D - Silver Cow Party 最短路

http://poj.org/problem?id=3268

题目思路：

直接进行暴力，就是先求出举行party的地方到每一个地方的最短路，然后再求以每一个点为源点跑的最短路。

#include <cstdio>
#include <cstdlib>
#include <cstring>
#include <queue>
#include <vector>
#include <algorithm>
#include <map>
#define inf 0x3f3f3f3f
using namespace std;
const int maxn = 2e5 + 10;
int d[maxn], dis[maxn], n, m;
struct node
{
    int from, to, dist;
    node(int from=0,int to=0,int dist=0):from(from),to(to),dist(dist){}
};

struct heapnode
{
    int u, d;
    heapnode(int u=0,int d=0):u(u),d(d){}
    bool operator<(const heapnode&a)const
    {
        return a.d < d;
    }
};
vector<node>vec[maxn];
bool vis[maxn];
void dij(int s)
{
    priority_queue<heapnode>que;
    for (int i = 0; i <= n; i++) d[i] = inf;
    d[s] = 0;
    memset(vis, 0, sizeof(vis));
    que.push(heapnode(s, 0));
    while(!que.empty())
    {
        heapnode x = que.top(); que.pop();
        int u = x.u;
        if (vis[u]) continue;
        vis[u] = 1;
        for(int i=0;i<vec[u].size();i++)
        {
            node e = vec[u][i];
            if(d[e.to]>d[u]+e.dist)
            {
                d[e.to] = d[u] + e.dist;
                que.push(heapnode(e.to, d[e.to]));
            }
        }
    }
}

int main()
{
    int k;
    scanf("%d%d%d", &n, &m, &k);
    for(int i=1;i<=m;i++)
    {
        int x, y, c;
        scanf("%d%d%d", &x, &y, &c);
        vec[x].push_back(node(x, y, c));
    }
    int ans = 0;
    dij(k);
    for (int i = 0; i <= n; i++) dis[i] = d[i];
    for(int i=1;i<=n;i++)
    {
        if (i == k) continue;
        dij(i);
    //    printf("dis[%d]=%d d[%d]=%d\n", i, dis[i], k, d[k]);
        ans = max(ans, dis[i] + d[k]);
    }
    printf("%d\n", ans);
    return 0;
}

#### 操作要求:
改写上面的题解：从含有"struct heapnode"的那句开始，到"void dij(int s)"为止，把这一段重写一遍，并将其中的"heapnode"全部换成"HeapNode"。

#### 条目列表:
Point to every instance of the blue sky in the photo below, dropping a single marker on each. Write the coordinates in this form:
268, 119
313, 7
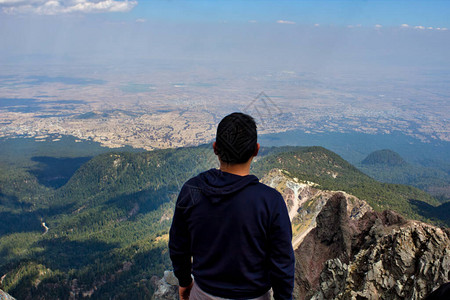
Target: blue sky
427, 13
258, 31
366, 13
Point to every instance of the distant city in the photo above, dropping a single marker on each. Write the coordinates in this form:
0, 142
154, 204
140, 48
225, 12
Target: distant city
181, 107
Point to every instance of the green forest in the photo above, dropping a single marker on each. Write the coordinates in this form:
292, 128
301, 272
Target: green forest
103, 231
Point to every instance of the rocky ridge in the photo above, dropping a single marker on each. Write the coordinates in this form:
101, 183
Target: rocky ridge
346, 250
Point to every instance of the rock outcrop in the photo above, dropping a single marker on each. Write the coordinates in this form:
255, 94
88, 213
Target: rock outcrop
166, 288
346, 250
6, 296
377, 256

#### 参考答案:
struct HeapNode
{
    int u, d;
    HeapNode(int u=0,int d=0):u(u),d(d){}
    bool operator<(const HeapNode&a)const
    {
        return a.d < d;
    }
};
vector<node>vec[maxn];
bool vis[maxn];
void dij(int s)